→ Exercise task A:
According to the judicial conduct article, which Supreme Court justice said he proposed to "remain in the system, corrode it and refill it with new elements"?

→ Source text:
The 1958 report of the 14th Law Commission of India is a classic of its kind, which is why no one refers to it anymore. In a marked decline in the quality of the judicial process, now judges talk out of turn. It says: “In the early British days and till very recently, the British and Indian Judges maintained as a rule a tradition of isolation and aloofness…. So zealous were these judges to guard their independence … that it was said of one high court that the chief justice and judges would not approach the precincts of the government house.”
Nowadays, we treat invitations from the government house as “commands”. Newspapers write of judges being “granted” interviews by ministers. It has become frequent for newly appointed judges to accept invitations to entertainment from representative associations and even private citizens. Some members of the bar have made it a practice to entertain all incoming judges.
Sir Winston Churchill said, “A form of life and conduct far more severe and restricted than that of ordinary people is required from judges and, though unwritten, has been most strictly observed. They are at once privileged and restricted.”
When judges violate their oath
As far back as 1985, a group of Supreme Court judges who fancied themselves “leftists” emerged. Justice DA Desai asserted, “I propose to remain in the system, corrode it and refill it with new elements so that the system can effectively render justice.” Such a course is not open to a judge. At the Indo-German Democratic Republic seminar that year, Justice O Chinnappa Reddy accused the Indian judiciary of being “over-ready to uphold the rights of the owners of property”. He asked, “Is it possible to bring about a basic change in the structure of society without bringing about a change in the basic structure of the constitution?”

→ Exercise task B:
In the entries, start at the line containing "The component shall provide one point per instance of the crowd" and end after the line containing "x=414 y=399". Give those lines again with "crowd of spectators" changed to "group of onlookers" and everything else left the same.

→ Dataset rows:
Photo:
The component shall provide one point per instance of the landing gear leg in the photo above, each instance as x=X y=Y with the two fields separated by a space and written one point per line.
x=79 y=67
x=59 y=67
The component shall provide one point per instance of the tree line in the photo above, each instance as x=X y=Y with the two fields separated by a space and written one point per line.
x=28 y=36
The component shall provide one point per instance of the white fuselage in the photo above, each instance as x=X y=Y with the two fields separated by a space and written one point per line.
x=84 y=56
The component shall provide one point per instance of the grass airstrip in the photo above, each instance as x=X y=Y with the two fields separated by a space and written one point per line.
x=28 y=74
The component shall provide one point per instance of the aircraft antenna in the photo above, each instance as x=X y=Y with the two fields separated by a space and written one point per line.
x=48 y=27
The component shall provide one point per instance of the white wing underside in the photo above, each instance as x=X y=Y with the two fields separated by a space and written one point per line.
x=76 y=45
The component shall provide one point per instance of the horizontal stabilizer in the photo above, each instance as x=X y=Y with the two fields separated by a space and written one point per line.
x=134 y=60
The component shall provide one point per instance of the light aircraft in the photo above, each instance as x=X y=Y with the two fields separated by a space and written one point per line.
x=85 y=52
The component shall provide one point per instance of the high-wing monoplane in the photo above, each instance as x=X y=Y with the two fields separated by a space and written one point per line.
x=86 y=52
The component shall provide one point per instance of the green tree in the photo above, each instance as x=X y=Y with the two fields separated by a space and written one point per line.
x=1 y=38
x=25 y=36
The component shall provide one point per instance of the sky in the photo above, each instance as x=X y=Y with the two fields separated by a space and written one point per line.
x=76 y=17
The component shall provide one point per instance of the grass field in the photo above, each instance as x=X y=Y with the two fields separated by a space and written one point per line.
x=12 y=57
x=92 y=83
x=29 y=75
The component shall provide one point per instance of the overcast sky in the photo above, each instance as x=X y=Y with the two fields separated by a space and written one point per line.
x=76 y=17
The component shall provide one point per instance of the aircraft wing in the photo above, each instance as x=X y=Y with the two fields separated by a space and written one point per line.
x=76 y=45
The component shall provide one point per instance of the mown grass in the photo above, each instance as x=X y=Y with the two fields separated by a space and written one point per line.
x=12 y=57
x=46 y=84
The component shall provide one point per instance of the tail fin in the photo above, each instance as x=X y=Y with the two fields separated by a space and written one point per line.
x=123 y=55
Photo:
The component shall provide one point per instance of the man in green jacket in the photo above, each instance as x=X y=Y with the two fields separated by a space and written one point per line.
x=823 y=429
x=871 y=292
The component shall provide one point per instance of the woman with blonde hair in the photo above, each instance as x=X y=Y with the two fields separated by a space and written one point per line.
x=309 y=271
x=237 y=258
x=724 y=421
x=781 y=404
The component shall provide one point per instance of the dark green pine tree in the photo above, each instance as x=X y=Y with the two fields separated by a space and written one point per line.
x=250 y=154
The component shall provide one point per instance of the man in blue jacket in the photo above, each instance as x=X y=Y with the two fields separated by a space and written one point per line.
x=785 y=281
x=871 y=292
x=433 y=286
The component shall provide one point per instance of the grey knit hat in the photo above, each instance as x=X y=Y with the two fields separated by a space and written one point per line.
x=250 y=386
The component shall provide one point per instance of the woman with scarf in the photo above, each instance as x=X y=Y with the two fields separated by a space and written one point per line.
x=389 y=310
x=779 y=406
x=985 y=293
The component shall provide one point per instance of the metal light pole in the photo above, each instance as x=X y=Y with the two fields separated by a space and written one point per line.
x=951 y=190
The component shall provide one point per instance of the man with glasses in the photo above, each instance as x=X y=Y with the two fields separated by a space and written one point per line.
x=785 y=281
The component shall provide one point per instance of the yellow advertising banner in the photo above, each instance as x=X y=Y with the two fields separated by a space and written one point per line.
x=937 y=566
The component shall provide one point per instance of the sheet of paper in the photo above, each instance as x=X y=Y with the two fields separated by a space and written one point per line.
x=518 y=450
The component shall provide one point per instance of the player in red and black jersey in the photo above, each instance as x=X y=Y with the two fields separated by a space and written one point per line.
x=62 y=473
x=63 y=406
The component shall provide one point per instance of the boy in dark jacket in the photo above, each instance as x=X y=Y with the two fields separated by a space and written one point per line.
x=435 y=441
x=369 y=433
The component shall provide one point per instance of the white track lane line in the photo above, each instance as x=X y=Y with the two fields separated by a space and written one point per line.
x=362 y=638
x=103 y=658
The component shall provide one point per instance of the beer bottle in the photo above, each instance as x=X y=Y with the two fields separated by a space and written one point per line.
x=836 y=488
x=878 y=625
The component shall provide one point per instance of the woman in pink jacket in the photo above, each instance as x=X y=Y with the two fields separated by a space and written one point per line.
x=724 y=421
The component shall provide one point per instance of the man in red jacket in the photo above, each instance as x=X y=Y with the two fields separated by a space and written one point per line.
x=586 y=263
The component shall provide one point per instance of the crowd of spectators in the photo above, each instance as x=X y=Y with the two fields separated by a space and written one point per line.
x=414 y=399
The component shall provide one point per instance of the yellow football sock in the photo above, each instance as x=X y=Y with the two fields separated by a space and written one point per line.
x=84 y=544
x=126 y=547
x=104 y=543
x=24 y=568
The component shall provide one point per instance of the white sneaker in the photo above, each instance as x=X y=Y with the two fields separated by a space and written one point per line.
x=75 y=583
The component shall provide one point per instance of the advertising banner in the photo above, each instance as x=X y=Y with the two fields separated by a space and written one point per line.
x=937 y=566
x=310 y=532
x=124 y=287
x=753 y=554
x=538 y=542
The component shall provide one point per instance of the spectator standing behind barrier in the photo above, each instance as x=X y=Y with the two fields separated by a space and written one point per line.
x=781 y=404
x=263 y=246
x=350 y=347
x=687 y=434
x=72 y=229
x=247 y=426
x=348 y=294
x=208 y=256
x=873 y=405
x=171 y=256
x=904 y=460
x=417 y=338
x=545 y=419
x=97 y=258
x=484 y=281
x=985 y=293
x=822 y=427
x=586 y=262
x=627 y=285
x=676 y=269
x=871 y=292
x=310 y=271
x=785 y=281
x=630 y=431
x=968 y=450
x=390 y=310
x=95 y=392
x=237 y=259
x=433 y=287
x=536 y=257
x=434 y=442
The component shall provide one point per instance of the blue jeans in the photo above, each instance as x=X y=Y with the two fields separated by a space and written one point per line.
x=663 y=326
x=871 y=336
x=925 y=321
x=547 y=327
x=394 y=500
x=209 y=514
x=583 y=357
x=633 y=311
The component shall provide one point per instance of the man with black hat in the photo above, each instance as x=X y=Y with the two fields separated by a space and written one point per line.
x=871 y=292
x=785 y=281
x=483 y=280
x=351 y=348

--

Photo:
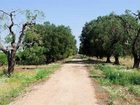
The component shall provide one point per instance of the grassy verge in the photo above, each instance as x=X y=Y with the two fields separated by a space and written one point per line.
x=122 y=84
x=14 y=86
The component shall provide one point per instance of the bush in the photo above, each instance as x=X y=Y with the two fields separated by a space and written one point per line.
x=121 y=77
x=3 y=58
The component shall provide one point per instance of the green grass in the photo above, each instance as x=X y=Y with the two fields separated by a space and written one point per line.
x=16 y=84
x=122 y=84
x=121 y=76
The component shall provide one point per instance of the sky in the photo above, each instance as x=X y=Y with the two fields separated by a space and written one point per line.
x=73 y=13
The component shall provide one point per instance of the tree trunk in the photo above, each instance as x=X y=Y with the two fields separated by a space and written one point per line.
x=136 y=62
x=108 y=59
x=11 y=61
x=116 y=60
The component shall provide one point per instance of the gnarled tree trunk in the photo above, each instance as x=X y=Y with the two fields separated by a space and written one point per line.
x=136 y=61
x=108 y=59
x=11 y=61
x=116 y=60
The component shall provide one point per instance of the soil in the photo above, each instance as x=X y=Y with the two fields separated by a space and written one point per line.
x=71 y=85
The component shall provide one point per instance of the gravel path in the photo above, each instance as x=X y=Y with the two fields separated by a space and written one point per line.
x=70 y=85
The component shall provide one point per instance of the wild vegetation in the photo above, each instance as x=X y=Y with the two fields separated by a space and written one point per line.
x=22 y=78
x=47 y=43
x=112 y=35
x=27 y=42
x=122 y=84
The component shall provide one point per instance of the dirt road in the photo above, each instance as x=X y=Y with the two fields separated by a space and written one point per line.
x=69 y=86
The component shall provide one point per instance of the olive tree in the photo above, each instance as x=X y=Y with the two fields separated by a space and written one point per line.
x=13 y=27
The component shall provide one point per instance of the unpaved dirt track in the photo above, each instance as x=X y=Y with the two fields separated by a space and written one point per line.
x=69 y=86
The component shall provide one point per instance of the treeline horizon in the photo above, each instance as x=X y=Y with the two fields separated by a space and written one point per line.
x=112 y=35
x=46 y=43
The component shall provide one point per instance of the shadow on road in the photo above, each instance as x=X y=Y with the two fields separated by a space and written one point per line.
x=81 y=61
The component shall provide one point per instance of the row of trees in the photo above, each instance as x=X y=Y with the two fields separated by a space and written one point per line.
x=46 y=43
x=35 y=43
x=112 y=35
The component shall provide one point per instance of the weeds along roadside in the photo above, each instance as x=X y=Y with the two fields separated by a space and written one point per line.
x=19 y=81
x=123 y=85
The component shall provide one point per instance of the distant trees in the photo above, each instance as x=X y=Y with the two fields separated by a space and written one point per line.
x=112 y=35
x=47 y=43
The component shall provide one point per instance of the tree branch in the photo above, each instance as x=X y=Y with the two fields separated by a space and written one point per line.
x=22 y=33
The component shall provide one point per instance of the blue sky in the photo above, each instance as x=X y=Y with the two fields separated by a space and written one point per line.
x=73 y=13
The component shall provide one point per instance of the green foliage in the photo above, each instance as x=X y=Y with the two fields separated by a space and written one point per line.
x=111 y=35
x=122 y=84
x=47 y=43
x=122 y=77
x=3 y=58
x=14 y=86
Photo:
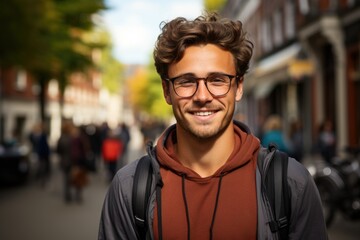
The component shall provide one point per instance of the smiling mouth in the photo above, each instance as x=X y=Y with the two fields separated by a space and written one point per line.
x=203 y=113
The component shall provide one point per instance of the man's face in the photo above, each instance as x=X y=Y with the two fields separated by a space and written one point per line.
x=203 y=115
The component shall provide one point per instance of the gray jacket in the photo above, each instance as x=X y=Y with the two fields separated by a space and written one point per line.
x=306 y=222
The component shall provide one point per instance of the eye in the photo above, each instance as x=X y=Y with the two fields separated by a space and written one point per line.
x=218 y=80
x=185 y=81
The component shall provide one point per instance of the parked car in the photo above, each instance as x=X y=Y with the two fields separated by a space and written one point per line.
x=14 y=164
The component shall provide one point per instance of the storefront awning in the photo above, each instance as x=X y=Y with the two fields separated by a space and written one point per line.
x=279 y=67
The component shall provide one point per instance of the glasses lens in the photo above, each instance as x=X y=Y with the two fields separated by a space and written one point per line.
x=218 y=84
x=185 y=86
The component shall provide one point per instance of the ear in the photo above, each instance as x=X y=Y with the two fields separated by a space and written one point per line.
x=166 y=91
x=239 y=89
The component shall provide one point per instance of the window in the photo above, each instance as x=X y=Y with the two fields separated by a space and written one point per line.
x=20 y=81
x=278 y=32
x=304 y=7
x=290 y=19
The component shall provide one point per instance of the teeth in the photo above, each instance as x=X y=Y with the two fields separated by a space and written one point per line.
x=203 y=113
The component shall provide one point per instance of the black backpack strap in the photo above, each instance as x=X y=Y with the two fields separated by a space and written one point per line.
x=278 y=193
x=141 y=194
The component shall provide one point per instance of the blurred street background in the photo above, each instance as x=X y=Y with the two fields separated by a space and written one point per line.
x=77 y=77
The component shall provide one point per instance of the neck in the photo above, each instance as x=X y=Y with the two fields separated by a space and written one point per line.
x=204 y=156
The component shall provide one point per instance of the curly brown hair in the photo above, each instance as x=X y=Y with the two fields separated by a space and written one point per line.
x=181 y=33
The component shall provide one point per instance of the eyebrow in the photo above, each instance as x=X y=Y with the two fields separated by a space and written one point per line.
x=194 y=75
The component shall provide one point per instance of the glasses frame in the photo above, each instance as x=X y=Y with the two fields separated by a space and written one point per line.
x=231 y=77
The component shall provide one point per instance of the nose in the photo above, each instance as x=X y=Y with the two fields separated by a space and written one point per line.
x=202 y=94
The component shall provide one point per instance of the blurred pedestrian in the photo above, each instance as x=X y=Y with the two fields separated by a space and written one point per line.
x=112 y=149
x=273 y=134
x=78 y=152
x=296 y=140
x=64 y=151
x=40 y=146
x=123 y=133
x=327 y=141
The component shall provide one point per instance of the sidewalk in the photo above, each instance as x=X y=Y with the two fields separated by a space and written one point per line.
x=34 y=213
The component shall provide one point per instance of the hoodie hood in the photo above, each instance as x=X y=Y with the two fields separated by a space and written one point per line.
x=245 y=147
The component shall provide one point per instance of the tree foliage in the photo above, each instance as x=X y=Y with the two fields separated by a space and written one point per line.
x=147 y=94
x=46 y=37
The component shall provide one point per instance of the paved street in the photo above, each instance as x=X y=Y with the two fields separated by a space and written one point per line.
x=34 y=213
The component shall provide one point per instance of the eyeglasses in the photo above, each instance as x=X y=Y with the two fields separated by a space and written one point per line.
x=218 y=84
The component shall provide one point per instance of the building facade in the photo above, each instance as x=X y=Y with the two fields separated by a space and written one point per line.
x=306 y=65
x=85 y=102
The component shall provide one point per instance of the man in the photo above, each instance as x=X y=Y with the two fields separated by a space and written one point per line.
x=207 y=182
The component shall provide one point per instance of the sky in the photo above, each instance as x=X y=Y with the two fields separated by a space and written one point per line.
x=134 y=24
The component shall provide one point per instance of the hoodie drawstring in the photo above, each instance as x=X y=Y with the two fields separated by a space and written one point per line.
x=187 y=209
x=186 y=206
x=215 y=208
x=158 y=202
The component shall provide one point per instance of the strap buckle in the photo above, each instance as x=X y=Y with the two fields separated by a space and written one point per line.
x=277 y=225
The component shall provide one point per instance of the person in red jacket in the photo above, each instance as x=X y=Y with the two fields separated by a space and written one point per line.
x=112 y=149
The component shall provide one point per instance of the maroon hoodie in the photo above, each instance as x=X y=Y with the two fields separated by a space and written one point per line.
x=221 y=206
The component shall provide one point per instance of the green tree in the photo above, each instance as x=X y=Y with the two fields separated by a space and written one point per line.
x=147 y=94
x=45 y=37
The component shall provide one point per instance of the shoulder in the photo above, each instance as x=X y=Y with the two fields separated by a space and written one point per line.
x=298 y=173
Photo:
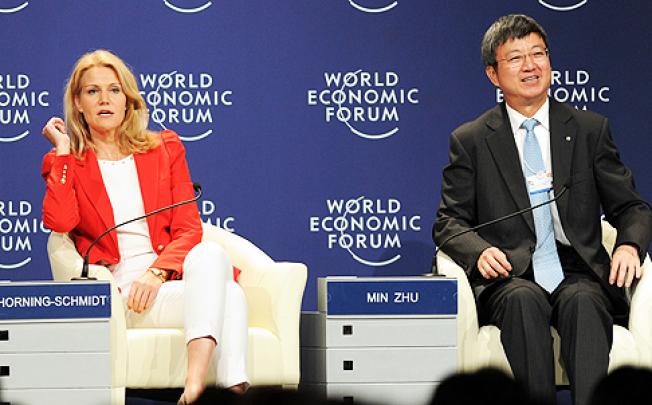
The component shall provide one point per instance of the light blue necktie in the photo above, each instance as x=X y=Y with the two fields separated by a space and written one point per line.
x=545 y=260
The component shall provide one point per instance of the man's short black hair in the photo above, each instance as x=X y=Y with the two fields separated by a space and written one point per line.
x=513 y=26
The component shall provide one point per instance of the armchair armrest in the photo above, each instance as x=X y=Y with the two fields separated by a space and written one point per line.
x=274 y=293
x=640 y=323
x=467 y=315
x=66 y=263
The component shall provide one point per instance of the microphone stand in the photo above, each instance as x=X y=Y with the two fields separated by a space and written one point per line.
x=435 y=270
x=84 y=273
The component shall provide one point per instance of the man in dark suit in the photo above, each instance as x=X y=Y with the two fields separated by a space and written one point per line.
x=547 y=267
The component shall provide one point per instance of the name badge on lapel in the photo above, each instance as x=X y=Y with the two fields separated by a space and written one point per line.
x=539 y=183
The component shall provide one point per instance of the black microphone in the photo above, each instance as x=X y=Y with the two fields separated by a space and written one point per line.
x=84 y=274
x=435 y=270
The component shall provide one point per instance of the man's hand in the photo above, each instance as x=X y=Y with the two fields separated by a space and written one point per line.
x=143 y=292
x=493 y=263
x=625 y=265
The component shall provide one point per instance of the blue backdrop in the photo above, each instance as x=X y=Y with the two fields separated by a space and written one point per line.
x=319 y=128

→ Exercise solution A:
Justice DA Desai

→ Exercise solution B:
The component shall provide one point per instance of the group of onlookers in the photo above, each instance as x=X y=Y with the two fields separated by a space and written one point per line.
x=414 y=399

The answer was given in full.